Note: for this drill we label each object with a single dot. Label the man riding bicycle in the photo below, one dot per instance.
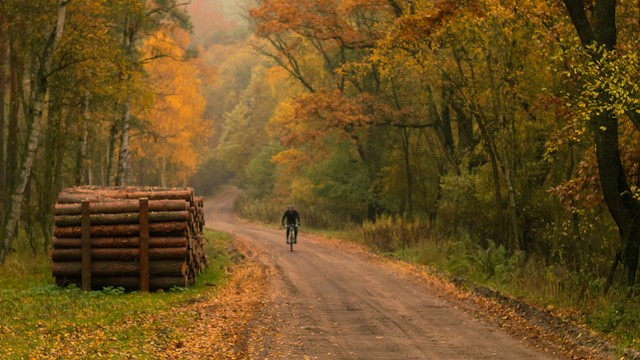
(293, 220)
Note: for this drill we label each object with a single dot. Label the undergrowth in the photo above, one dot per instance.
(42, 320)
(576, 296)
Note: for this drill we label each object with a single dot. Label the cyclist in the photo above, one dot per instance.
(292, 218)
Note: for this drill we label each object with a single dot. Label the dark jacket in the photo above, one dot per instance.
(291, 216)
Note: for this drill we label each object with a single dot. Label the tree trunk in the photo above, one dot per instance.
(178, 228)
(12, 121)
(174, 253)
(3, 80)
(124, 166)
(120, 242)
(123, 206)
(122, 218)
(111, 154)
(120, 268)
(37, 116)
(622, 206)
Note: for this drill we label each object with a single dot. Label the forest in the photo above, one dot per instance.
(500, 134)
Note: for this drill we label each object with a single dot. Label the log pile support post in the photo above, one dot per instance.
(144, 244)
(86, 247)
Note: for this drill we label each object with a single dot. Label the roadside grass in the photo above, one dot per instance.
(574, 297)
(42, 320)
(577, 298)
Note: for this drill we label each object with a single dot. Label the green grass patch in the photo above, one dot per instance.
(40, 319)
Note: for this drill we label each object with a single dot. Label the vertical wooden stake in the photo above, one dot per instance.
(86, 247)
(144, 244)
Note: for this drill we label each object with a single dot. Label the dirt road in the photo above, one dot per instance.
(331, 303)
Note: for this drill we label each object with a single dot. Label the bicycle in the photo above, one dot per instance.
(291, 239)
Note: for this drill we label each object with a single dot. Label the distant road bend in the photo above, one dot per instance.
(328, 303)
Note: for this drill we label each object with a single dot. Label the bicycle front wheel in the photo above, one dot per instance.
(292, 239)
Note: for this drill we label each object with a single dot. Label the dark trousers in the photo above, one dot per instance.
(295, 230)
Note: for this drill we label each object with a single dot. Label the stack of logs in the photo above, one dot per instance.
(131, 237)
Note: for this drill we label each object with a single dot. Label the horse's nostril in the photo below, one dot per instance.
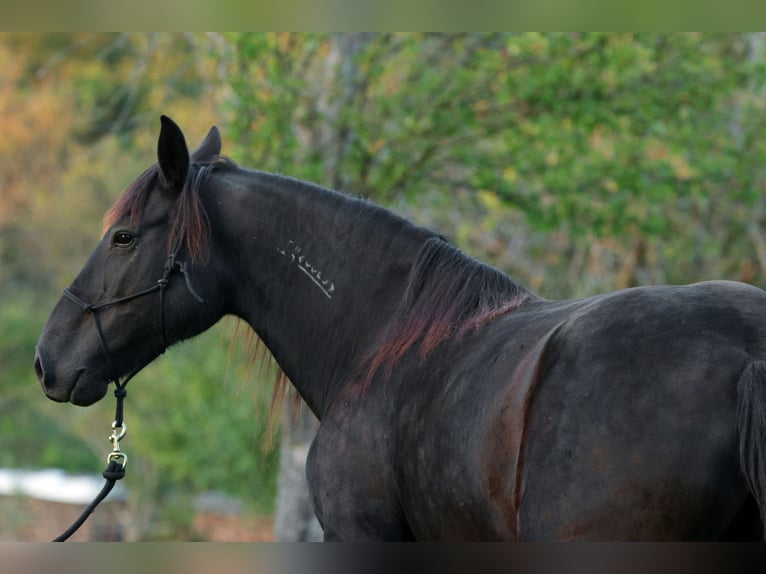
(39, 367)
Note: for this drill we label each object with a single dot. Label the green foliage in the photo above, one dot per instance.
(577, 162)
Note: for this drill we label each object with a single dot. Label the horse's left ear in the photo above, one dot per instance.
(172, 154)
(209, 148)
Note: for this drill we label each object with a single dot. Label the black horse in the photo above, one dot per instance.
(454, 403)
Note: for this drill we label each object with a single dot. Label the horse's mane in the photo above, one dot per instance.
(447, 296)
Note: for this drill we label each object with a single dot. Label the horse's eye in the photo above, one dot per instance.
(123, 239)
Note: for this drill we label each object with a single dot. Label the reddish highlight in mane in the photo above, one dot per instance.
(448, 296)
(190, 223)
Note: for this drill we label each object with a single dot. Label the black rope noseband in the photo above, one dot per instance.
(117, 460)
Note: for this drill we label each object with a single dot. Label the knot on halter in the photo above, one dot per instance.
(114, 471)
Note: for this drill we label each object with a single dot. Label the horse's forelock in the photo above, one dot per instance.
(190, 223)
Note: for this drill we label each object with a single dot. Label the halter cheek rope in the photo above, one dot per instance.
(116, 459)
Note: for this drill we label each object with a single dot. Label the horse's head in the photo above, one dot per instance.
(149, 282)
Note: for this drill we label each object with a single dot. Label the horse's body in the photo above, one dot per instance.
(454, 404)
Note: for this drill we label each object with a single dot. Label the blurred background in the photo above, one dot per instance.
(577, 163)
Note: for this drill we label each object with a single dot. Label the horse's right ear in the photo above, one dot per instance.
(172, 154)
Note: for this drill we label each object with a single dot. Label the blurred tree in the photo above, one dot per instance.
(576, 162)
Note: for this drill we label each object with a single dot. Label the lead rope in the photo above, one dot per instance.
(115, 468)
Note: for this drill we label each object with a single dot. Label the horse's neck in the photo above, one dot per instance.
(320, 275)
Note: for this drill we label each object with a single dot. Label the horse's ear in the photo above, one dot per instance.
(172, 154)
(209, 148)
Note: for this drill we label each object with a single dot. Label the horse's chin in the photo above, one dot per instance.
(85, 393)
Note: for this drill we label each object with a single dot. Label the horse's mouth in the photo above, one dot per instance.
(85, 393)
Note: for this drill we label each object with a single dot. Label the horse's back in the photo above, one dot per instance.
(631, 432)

------------------------------------------------------------------------

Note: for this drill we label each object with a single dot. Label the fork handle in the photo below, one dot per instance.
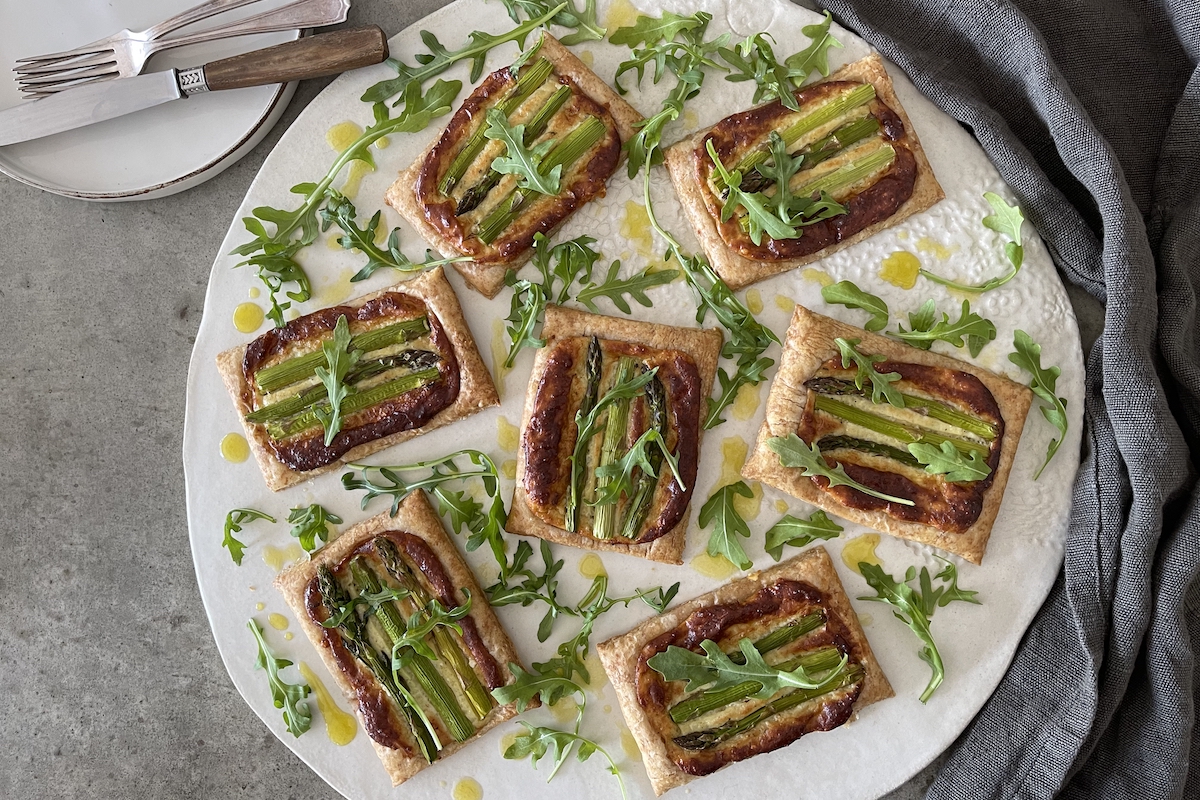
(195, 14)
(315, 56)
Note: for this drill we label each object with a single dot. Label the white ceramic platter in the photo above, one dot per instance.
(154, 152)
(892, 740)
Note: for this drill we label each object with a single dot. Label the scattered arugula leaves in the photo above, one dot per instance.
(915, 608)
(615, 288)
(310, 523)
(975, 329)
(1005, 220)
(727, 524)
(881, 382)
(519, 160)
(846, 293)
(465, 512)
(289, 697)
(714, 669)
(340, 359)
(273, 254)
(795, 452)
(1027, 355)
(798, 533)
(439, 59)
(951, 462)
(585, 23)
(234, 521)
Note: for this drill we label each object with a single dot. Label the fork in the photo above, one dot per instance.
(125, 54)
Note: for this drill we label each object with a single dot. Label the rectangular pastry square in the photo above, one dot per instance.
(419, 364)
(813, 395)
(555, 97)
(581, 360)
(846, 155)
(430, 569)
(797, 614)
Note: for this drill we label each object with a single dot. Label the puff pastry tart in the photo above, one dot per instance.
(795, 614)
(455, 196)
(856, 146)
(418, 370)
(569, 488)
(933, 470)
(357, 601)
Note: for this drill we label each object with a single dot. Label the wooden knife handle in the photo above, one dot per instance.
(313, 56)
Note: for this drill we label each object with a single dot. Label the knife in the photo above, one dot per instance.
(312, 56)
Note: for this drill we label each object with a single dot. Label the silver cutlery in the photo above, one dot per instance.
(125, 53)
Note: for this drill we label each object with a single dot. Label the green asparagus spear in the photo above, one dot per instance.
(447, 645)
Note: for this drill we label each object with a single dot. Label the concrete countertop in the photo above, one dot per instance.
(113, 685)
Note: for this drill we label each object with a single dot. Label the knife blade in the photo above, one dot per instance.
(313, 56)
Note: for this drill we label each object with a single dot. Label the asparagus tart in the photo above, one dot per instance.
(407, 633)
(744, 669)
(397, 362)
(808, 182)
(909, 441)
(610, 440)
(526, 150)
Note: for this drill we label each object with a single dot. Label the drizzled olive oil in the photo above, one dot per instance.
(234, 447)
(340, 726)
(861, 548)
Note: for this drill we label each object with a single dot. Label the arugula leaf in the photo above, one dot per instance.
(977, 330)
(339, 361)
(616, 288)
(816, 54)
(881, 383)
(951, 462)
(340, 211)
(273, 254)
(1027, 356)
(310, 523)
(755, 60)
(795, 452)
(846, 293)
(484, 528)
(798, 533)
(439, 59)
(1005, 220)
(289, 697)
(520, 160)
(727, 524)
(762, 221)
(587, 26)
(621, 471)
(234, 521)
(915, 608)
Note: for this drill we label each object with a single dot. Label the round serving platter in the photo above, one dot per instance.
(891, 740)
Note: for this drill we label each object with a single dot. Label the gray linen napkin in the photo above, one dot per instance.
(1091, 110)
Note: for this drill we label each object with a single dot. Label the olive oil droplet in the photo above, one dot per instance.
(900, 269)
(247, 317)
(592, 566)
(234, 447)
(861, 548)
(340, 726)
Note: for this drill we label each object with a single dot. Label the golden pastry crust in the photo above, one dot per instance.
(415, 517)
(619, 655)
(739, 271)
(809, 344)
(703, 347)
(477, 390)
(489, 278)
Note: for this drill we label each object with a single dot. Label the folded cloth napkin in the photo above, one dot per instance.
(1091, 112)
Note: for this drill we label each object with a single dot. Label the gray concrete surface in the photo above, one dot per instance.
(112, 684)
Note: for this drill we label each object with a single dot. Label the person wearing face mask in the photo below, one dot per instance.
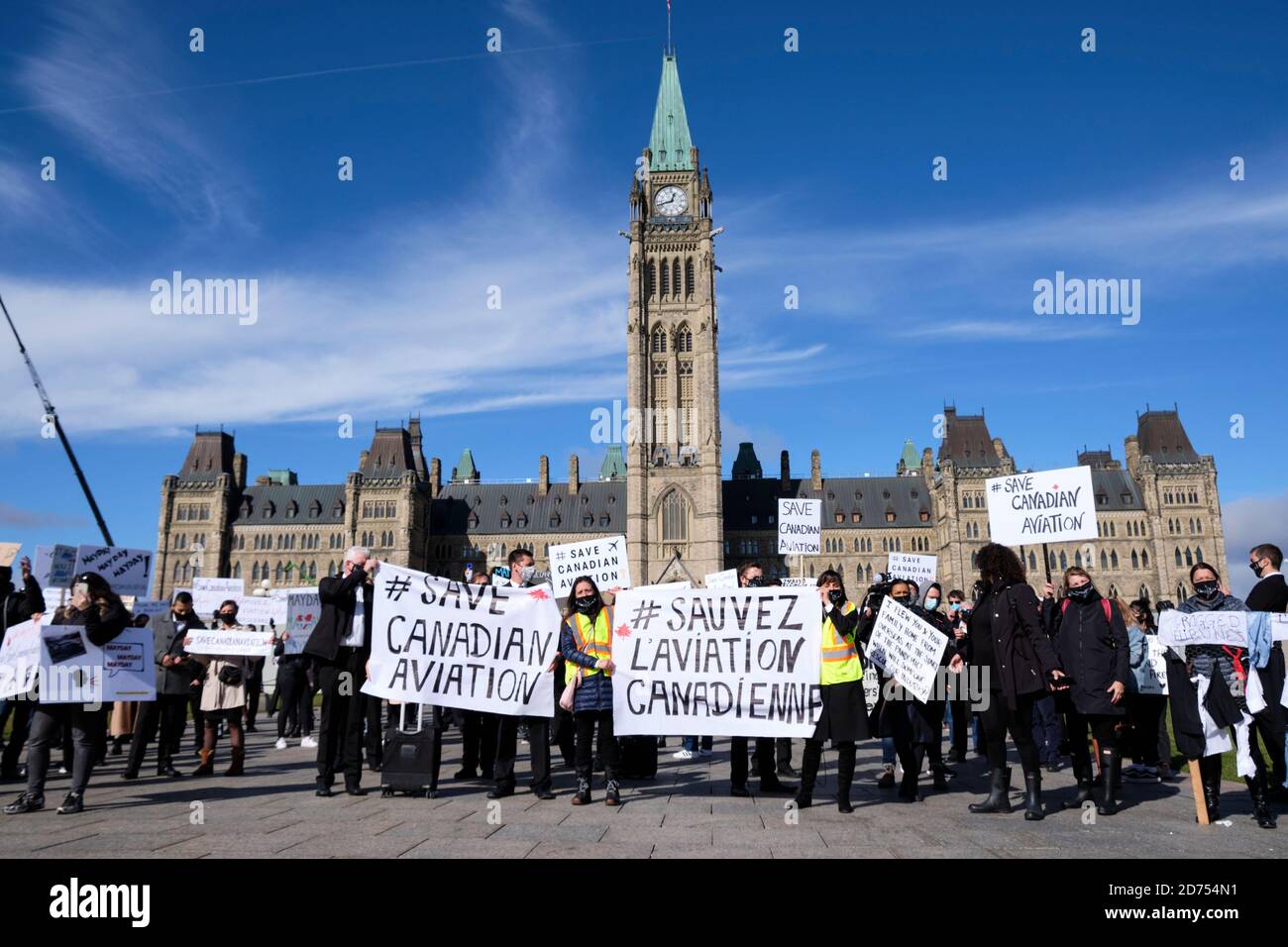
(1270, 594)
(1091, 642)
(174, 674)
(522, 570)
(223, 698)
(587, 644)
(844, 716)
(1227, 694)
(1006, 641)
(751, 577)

------------------------------------------------------------------------

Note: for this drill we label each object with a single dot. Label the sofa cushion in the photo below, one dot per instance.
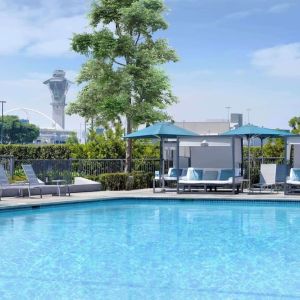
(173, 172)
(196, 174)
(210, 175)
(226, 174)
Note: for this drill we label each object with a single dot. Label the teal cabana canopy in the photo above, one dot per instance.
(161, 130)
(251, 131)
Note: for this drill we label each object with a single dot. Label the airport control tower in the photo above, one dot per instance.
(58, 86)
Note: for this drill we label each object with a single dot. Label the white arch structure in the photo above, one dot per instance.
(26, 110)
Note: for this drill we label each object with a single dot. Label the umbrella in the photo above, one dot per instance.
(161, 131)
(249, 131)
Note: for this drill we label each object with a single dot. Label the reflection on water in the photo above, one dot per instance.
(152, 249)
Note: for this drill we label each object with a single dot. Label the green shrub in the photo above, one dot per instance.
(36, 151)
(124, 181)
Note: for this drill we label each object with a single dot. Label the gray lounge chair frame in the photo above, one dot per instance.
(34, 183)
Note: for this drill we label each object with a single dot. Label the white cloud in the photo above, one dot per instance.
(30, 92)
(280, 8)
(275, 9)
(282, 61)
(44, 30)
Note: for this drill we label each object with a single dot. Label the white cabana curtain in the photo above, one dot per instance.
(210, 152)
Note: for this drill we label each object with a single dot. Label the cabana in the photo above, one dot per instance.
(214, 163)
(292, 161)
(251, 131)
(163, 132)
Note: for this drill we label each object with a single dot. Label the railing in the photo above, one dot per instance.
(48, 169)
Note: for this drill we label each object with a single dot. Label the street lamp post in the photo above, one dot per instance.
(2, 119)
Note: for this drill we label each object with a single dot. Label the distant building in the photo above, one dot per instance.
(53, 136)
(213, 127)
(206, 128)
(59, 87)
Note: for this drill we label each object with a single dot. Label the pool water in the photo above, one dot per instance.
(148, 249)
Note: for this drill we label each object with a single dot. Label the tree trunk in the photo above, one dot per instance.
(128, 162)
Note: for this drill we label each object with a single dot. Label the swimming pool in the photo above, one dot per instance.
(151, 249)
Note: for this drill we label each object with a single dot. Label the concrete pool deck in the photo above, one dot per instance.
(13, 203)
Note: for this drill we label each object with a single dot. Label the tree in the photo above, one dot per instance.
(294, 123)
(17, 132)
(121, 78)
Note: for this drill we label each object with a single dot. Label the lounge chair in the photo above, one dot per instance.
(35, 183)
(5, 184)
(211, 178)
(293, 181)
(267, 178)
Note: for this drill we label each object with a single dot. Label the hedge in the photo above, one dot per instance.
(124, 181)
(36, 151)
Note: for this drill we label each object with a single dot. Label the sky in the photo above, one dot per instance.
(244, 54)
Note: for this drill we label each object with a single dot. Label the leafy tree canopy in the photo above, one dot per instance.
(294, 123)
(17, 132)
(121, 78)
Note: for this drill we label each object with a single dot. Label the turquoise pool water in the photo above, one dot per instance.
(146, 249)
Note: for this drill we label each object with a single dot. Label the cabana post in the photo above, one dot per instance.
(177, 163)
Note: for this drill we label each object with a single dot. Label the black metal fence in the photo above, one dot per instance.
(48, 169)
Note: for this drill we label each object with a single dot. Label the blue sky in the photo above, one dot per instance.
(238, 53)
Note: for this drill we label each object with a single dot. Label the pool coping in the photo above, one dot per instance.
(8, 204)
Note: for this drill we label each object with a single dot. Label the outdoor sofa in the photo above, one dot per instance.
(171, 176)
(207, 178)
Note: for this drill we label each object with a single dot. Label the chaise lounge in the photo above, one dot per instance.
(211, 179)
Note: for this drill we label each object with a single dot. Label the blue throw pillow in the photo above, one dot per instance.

------------------------------------------------------------------------

■ **WHAT TO PRODUCE**: List every line in the records above that contains the word "olive", copying each such line in full.

■ **EXERCISE SOLUTION**:
Note: for this drill we label each object with a single dot. Label the drizzled olive oil in the photo above, one dot per instance.
Note: for this drill we label each object with a single dot. Label the olive oil droplet in the photo above, one dot per instance.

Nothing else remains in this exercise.